But I'm not aware that anybody has ever carefully evaluated how sensitive the measurements are. Or as ray_parkhurst recently put it, "what minimum % scale change causes Zerene to adjust scaling between frames?"
The answer to that specific question is that there's no hard threshold, but there must be some amount of noise in the measurement that limits its ability to accurately determine small changes in scale.
The question is, how much noise is that?
The answer, jumping ahead to the bottom line, is that with a well chosen target and a 15 megapixel image, Zerene Stacker can accurately measure scale changes smaller than 10 parts per million.
In fact the measurement is so sensitive that if you're working in that range, you also need to worry about issues like changes in image scale due to thermal expansion of the sensor as it warms up while shooting.
Here is the test setup that I used to explore most of these issues. It consists of a Canon EF 100mm f/2.8L Macro IS USM lens, set on f/8 and 1:1, focused on a target that consists of a fine pattern of laser copier toner dots, with a Canon T1i camera (APS-C sensor, 4752 x 3168 pixels = 15.1 MP).

▸ Stored data:

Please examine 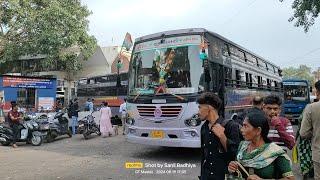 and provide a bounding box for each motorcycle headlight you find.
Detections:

▸ Required actions:
- 1) Write out the Zerene Stacker post word for word, everything from "In fact the" down to "up while shooting.".
- 2) Write what comes next in the Zerene Stacker post, picking up right after its final sentence.
The listing is separate material and has nothing to do with the Zerene Stacker post.

▸ Task-by-task outputs:
- 1)
In fact the measurement is so sensitive that if you're working in that range, you also need to worry about issues like changes in image scale due to thermal expansion of the sensor as it warms up while shooting.

- 2)
Hardware:

Test pattern, whole frame:

Test pattern, center, at 800% :

Note that these optics are not even close to telecentric. At f/8 and 1:1, the nominal DOF of this lens is 0.560 mm, so the scale change per DOF will be about 1:1.0019 -- almost 9 pixels in the width of a frame.
However, by moving the camera+lens only a tiny distance per frame, we can capture a large number of frames that look almost identical and vary by only a tiny amount in scale.
The number that I chose was 0.002 mm per frame, leading to a scale change per frame that is only about 6.6 parts per million (=0.002/300). In terms of pixels, this is about 1/30 of a pixel in total image width -- about 1/60 of a pixel on either side.
It's not immediately obvious (to put it mildly) that the alignment process should be able to determine such small changes in scale with much accuracy at all.
But here are the results:

I should clarify that these scale numbers were obtained by making a copy of the center frame, putting it first in the Zerene Stacker project, then loading all the frames and doing an Align All Frames with the option set to "Align each frame against first frame separately". (Shift X and Shift Y were enabled, Rotation was not.)
So, the numbers result from comparing a single reference image against images that are progressively larger and smaller, up to a maximum of about +-1.4 pixels in total image width.
I chose that range because I was concerned that the interpolation process might do something like be accurate for very small differences but get weird around 1/2 pixel, or vice versa.
Fortunately, none of those concerns actually appeared in the data. Instead, all of the actual measurements line up nicely along the expected straight line, with an RMS error less than 2.7 parts per million.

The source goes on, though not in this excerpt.